*** Datos del ejercicio

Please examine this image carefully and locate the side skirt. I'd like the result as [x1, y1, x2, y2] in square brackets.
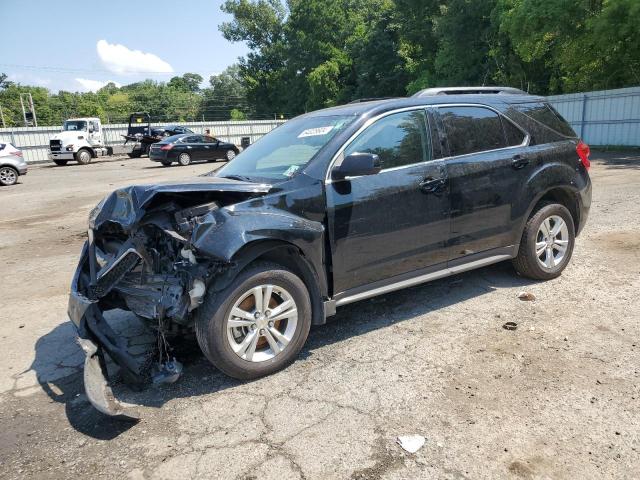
[324, 245, 517, 317]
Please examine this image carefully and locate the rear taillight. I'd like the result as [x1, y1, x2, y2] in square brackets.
[576, 140, 591, 170]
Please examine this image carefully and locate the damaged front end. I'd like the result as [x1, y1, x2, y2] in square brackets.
[68, 179, 270, 417]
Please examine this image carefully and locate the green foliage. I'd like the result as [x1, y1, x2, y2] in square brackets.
[0, 65, 250, 126]
[221, 0, 640, 115]
[230, 108, 247, 120]
[0, 0, 640, 125]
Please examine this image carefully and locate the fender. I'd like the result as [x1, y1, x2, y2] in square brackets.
[191, 207, 327, 308]
[512, 161, 588, 249]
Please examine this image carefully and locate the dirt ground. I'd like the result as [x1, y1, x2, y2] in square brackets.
[0, 152, 640, 480]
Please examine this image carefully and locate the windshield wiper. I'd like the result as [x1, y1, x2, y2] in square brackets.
[220, 175, 251, 182]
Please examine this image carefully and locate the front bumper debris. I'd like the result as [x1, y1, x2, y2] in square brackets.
[78, 338, 139, 421]
[67, 244, 149, 420]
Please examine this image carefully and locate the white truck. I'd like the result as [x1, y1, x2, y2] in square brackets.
[49, 117, 132, 165]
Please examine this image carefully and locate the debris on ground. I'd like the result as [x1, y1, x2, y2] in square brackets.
[518, 291, 536, 302]
[396, 435, 426, 453]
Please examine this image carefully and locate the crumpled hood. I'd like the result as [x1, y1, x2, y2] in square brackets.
[51, 130, 87, 145]
[89, 177, 272, 230]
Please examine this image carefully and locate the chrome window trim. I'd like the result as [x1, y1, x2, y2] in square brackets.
[324, 103, 531, 185]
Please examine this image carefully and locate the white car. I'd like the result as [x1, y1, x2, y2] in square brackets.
[0, 143, 27, 186]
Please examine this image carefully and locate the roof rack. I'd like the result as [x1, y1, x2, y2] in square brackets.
[412, 87, 528, 97]
[349, 97, 396, 103]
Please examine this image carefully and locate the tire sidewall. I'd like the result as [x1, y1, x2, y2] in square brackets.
[77, 149, 92, 165]
[0, 167, 20, 187]
[178, 153, 191, 167]
[202, 267, 311, 379]
[526, 203, 575, 278]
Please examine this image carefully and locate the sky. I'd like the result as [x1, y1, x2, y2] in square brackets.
[0, 0, 248, 92]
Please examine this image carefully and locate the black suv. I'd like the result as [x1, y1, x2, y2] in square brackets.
[69, 88, 591, 413]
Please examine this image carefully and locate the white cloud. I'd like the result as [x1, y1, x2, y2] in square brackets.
[76, 78, 122, 92]
[96, 40, 173, 74]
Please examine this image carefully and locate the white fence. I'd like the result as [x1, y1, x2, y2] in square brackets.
[548, 87, 640, 146]
[0, 120, 284, 163]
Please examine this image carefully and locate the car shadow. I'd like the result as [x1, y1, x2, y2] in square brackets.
[592, 150, 640, 170]
[31, 262, 535, 440]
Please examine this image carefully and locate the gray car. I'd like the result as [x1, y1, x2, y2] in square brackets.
[0, 143, 27, 186]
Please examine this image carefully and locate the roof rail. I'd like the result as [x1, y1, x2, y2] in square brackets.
[349, 97, 397, 104]
[412, 87, 528, 97]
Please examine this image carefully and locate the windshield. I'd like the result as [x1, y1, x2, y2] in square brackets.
[62, 120, 87, 132]
[216, 115, 356, 180]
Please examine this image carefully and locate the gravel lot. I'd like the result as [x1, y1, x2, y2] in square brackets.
[0, 152, 640, 480]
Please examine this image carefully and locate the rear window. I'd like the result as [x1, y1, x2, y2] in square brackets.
[438, 107, 507, 157]
[513, 102, 577, 137]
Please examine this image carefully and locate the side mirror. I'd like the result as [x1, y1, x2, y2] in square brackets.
[331, 152, 382, 180]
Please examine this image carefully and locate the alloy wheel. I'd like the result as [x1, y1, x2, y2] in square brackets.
[226, 285, 298, 362]
[535, 215, 569, 269]
[0, 167, 18, 185]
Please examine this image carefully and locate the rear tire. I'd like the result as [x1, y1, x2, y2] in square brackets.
[0, 166, 20, 187]
[195, 262, 311, 380]
[513, 203, 575, 280]
[178, 156, 191, 167]
[75, 148, 93, 165]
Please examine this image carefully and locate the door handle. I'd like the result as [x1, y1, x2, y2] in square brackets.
[418, 177, 445, 195]
[511, 155, 529, 170]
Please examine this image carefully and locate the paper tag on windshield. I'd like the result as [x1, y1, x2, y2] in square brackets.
[283, 165, 300, 177]
[298, 127, 333, 138]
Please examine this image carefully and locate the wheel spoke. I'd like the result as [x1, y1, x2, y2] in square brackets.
[553, 240, 569, 253]
[264, 329, 282, 355]
[227, 318, 255, 328]
[267, 327, 289, 347]
[262, 285, 273, 313]
[544, 247, 555, 268]
[251, 287, 264, 313]
[269, 300, 294, 322]
[238, 330, 260, 361]
[231, 307, 255, 323]
[550, 217, 564, 237]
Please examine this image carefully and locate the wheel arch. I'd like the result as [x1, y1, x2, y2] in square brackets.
[514, 186, 580, 255]
[209, 240, 326, 325]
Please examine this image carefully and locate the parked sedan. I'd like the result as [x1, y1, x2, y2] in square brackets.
[149, 134, 239, 167]
[0, 143, 27, 186]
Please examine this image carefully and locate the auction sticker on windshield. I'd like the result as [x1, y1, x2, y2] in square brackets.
[298, 126, 333, 138]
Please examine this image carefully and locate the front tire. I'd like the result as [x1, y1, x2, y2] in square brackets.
[76, 149, 93, 165]
[195, 262, 311, 380]
[0, 167, 19, 187]
[513, 203, 575, 280]
[178, 153, 191, 167]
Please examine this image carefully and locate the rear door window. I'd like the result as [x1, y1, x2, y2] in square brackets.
[438, 106, 507, 157]
[514, 102, 576, 137]
[502, 117, 526, 147]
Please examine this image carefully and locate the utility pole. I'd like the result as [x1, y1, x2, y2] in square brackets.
[20, 93, 38, 127]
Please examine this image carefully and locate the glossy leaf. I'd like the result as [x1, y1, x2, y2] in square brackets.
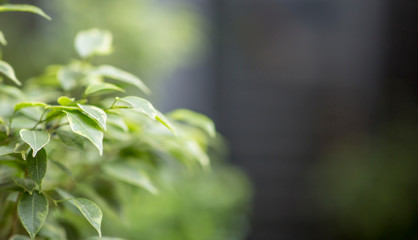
[15, 102, 48, 112]
[14, 178, 36, 194]
[48, 159, 74, 179]
[26, 148, 47, 186]
[0, 4, 51, 20]
[90, 65, 151, 94]
[64, 111, 103, 156]
[0, 146, 15, 156]
[17, 191, 48, 239]
[0, 31, 7, 46]
[70, 198, 103, 237]
[77, 104, 107, 131]
[75, 28, 113, 58]
[0, 60, 22, 86]
[103, 163, 158, 194]
[20, 129, 50, 157]
[116, 96, 157, 119]
[57, 130, 84, 150]
[168, 109, 216, 137]
[57, 96, 75, 106]
[84, 82, 125, 96]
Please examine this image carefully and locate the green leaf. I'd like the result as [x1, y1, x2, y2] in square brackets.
[15, 102, 48, 112]
[64, 111, 103, 156]
[14, 142, 30, 160]
[90, 65, 151, 94]
[20, 129, 50, 157]
[77, 104, 107, 131]
[84, 82, 125, 96]
[57, 129, 84, 150]
[155, 111, 177, 135]
[17, 191, 48, 239]
[57, 96, 75, 106]
[116, 96, 157, 119]
[49, 159, 74, 179]
[75, 28, 113, 58]
[0, 146, 15, 156]
[14, 178, 36, 194]
[103, 163, 158, 194]
[70, 198, 103, 237]
[168, 109, 216, 137]
[0, 31, 7, 46]
[0, 4, 51, 20]
[0, 60, 22, 86]
[26, 148, 47, 186]
[9, 234, 30, 240]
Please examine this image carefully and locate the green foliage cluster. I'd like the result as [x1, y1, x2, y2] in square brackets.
[0, 4, 247, 240]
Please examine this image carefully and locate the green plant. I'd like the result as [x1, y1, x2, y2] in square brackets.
[0, 4, 247, 240]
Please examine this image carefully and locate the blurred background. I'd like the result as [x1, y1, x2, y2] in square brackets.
[0, 0, 418, 240]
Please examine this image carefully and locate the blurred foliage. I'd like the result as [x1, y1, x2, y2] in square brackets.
[0, 0, 204, 79]
[313, 121, 418, 239]
[0, 1, 251, 240]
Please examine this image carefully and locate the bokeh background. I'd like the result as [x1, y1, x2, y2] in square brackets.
[0, 0, 418, 240]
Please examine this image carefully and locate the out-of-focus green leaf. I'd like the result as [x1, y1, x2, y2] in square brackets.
[75, 28, 113, 58]
[17, 191, 48, 239]
[15, 102, 47, 112]
[26, 148, 47, 186]
[155, 111, 177, 135]
[77, 104, 107, 131]
[57, 130, 84, 150]
[0, 4, 51, 20]
[64, 111, 103, 156]
[0, 31, 7, 46]
[90, 65, 151, 94]
[20, 129, 50, 157]
[168, 109, 216, 137]
[0, 146, 15, 156]
[116, 96, 157, 119]
[9, 234, 30, 240]
[103, 163, 158, 194]
[57, 66, 82, 91]
[70, 198, 103, 237]
[84, 82, 125, 96]
[14, 178, 36, 194]
[0, 60, 22, 86]
[57, 96, 75, 106]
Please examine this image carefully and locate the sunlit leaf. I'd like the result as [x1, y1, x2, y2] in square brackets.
[103, 163, 158, 194]
[15, 102, 47, 111]
[20, 129, 50, 157]
[90, 65, 151, 94]
[57, 130, 84, 150]
[64, 111, 103, 156]
[17, 191, 48, 239]
[0, 60, 22, 86]
[57, 96, 75, 106]
[14, 178, 36, 194]
[77, 104, 107, 131]
[0, 4, 51, 20]
[0, 31, 7, 46]
[0, 146, 15, 156]
[168, 109, 216, 137]
[26, 148, 47, 186]
[75, 28, 113, 58]
[70, 198, 103, 237]
[116, 96, 157, 119]
[84, 82, 125, 96]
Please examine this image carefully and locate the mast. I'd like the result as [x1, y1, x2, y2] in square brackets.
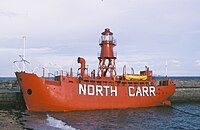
[165, 60, 168, 80]
[98, 28, 117, 77]
[22, 36, 26, 72]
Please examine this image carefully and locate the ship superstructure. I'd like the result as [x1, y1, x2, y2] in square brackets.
[16, 28, 175, 111]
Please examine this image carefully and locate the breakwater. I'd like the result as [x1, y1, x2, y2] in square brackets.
[0, 80, 200, 108]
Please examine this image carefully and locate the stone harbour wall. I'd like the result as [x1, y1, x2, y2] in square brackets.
[0, 80, 200, 108]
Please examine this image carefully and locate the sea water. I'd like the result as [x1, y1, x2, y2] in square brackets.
[0, 102, 200, 130]
[0, 77, 200, 130]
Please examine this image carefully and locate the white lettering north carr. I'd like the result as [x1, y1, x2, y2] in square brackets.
[128, 86, 156, 96]
[78, 84, 156, 96]
[78, 84, 117, 96]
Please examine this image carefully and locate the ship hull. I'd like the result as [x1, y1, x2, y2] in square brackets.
[16, 72, 175, 111]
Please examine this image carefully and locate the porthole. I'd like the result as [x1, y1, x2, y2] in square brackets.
[27, 89, 32, 95]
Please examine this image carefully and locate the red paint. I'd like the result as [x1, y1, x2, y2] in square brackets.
[16, 28, 175, 111]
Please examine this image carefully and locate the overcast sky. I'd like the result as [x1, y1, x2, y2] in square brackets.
[0, 0, 200, 76]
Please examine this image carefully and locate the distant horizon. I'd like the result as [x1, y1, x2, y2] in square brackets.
[0, 0, 200, 76]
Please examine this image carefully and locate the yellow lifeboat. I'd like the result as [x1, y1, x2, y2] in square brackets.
[124, 75, 147, 80]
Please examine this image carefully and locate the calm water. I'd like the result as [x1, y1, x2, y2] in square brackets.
[0, 102, 200, 130]
[0, 77, 200, 130]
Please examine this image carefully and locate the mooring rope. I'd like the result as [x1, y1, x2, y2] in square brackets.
[170, 106, 200, 117]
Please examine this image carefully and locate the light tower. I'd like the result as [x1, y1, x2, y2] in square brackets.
[98, 28, 117, 77]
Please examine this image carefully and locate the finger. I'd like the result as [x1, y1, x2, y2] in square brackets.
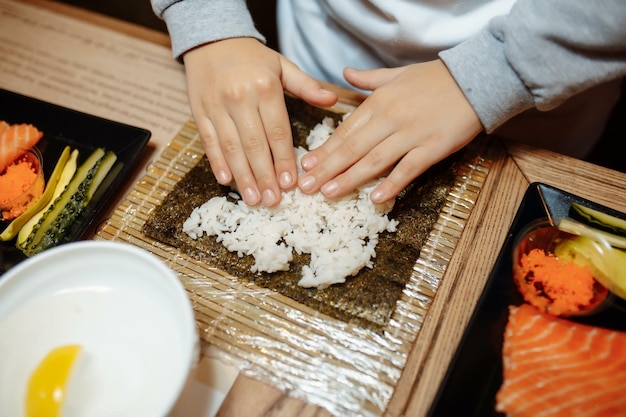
[300, 103, 373, 172]
[208, 109, 261, 205]
[343, 67, 404, 91]
[298, 112, 388, 197]
[196, 117, 233, 185]
[370, 141, 446, 204]
[259, 93, 298, 190]
[320, 134, 410, 198]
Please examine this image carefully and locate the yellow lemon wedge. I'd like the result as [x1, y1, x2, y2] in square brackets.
[25, 345, 82, 417]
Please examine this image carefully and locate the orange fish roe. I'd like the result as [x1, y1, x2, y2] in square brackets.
[515, 249, 606, 316]
[0, 154, 44, 220]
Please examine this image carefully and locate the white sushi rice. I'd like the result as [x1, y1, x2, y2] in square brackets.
[183, 118, 398, 289]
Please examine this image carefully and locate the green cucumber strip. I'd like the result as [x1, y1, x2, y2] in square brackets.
[16, 149, 78, 247]
[558, 219, 626, 249]
[19, 148, 105, 256]
[570, 203, 626, 237]
[0, 146, 70, 241]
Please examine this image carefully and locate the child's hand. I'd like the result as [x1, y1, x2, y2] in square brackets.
[298, 60, 482, 203]
[183, 38, 337, 206]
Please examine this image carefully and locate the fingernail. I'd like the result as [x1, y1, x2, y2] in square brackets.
[301, 155, 317, 171]
[263, 190, 276, 207]
[278, 172, 293, 188]
[243, 188, 260, 206]
[370, 190, 387, 203]
[298, 175, 315, 191]
[215, 170, 230, 185]
[320, 181, 339, 197]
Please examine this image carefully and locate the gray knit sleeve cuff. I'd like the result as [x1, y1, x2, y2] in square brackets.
[162, 0, 265, 59]
[439, 30, 534, 133]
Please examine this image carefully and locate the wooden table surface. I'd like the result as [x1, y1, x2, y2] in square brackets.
[0, 0, 626, 417]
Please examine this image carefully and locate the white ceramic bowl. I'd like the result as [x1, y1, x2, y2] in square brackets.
[0, 241, 199, 417]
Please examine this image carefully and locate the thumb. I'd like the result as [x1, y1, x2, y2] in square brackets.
[343, 67, 404, 91]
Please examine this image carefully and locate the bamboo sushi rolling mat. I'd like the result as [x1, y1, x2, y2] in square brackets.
[94, 120, 492, 416]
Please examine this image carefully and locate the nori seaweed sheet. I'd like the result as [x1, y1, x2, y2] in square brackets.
[143, 97, 460, 332]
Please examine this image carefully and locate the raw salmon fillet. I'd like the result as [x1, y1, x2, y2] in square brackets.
[496, 304, 626, 417]
[0, 122, 43, 172]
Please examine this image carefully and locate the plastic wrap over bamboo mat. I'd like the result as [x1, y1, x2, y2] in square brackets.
[95, 110, 492, 416]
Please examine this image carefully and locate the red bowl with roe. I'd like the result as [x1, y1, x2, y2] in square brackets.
[0, 148, 45, 220]
[513, 220, 610, 317]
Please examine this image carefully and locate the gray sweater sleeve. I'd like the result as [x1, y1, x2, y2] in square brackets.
[439, 0, 626, 133]
[151, 0, 265, 58]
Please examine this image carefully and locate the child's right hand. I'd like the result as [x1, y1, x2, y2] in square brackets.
[183, 38, 337, 206]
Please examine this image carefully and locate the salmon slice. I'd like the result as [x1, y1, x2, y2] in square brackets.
[0, 120, 11, 136]
[0, 122, 43, 172]
[496, 304, 626, 417]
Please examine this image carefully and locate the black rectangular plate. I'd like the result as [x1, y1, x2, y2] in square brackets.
[428, 183, 626, 417]
[0, 89, 151, 275]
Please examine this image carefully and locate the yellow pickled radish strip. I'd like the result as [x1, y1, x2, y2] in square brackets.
[0, 146, 70, 241]
[25, 345, 82, 417]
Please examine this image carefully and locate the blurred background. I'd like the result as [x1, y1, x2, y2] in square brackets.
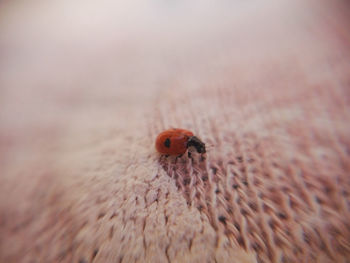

******

* [Lo que se pide]:
Vuelve a escribir sin cambios las líneas del material desde la que contiene "Please examine this image carefully and locate the white truck." hasta la que contiene "[324, 103, 531, 185]", ambas incluidas.

* [Respuesta a continuación]:
Please examine this image carefully and locate the white truck. I'd like the result as [x1, y1, x2, y2] in square brackets.
[49, 117, 132, 165]
Please examine this image carefully and locate the debris on ground. I'd like the result as [x1, y1, x2, y2] in square brackets.
[518, 291, 536, 302]
[396, 435, 426, 453]
Please examine this image carefully and locate the crumpled hood. I'd like the result as [x1, y1, x2, y2] in square brackets.
[51, 130, 87, 145]
[89, 177, 272, 230]
Please examine this image carefully and locate the chrome window trim. I'd like the result as [x1, y1, x2, y2] in square brackets.
[324, 103, 531, 185]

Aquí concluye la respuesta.